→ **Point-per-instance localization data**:
___

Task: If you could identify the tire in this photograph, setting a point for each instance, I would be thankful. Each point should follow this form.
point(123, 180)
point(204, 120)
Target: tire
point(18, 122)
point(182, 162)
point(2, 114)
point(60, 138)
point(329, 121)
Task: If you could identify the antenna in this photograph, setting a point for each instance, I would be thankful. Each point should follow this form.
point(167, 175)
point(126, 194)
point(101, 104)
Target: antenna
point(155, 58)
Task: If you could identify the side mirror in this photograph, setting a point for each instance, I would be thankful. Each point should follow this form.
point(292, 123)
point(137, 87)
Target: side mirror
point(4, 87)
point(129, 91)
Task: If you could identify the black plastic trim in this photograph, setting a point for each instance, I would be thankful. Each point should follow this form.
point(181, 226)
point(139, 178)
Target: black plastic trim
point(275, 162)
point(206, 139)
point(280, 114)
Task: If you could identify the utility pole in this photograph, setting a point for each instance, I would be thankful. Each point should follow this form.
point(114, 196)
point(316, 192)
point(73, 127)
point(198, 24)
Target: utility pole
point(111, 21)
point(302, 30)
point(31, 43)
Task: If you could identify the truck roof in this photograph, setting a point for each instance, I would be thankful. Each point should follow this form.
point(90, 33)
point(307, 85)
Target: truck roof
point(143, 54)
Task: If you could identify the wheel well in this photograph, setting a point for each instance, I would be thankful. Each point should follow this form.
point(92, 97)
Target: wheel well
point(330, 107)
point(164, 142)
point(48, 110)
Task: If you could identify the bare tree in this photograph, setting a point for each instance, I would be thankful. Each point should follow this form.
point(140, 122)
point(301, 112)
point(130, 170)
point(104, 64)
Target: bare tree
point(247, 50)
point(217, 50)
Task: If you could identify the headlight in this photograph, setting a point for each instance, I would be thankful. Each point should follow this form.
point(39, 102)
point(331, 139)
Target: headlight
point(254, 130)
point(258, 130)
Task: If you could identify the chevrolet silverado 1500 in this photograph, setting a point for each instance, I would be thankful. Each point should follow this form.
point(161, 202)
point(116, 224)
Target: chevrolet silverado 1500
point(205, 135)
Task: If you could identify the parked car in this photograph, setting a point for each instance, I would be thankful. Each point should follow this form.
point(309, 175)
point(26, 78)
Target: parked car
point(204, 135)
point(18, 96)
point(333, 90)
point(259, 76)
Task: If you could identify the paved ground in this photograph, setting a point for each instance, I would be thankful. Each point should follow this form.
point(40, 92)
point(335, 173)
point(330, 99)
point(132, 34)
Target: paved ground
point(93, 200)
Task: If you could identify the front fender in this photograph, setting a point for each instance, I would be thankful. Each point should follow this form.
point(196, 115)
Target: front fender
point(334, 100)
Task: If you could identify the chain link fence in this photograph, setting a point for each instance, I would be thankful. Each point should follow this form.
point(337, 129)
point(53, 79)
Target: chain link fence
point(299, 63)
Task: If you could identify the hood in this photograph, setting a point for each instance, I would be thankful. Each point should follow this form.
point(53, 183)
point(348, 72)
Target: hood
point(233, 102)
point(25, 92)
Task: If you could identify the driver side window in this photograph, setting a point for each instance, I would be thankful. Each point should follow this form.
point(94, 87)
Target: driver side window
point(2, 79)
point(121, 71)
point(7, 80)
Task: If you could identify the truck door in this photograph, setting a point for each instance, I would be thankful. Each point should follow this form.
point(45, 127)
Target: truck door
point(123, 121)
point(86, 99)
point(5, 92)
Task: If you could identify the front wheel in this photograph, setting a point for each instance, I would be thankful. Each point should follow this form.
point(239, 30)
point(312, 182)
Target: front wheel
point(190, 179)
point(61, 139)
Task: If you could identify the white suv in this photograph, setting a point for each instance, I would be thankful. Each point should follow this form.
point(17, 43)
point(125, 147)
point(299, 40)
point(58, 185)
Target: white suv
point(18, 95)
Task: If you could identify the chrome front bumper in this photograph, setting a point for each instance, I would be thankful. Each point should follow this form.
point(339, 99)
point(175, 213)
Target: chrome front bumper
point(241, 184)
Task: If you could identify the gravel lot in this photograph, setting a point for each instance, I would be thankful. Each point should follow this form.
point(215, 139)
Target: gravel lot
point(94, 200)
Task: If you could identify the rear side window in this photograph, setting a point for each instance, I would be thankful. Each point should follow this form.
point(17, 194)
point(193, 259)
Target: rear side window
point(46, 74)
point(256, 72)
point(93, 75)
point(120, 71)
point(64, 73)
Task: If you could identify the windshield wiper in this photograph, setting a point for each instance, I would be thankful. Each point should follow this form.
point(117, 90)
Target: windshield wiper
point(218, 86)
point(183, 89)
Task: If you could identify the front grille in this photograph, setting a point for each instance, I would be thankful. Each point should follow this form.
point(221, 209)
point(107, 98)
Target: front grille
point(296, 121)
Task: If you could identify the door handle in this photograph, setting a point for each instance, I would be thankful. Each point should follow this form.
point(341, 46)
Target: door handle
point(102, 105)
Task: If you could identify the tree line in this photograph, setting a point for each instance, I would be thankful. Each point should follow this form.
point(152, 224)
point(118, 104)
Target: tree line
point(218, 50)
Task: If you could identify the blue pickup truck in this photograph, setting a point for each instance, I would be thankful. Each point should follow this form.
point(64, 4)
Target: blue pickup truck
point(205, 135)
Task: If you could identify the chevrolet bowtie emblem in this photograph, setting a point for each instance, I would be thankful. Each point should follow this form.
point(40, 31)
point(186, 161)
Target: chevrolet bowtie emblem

___

→ **WORK TO BE COMPLETED**: Scan the data for lines containing "emblem" and copy all of them.

→ **EXERCISE OUTPUT**:
Task: If you could identify the chevrolet bowtie emblem in this photograph, setting a point for each instance, I would be thankful. Each point should follow this form.
Target: chevrolet bowtie emblem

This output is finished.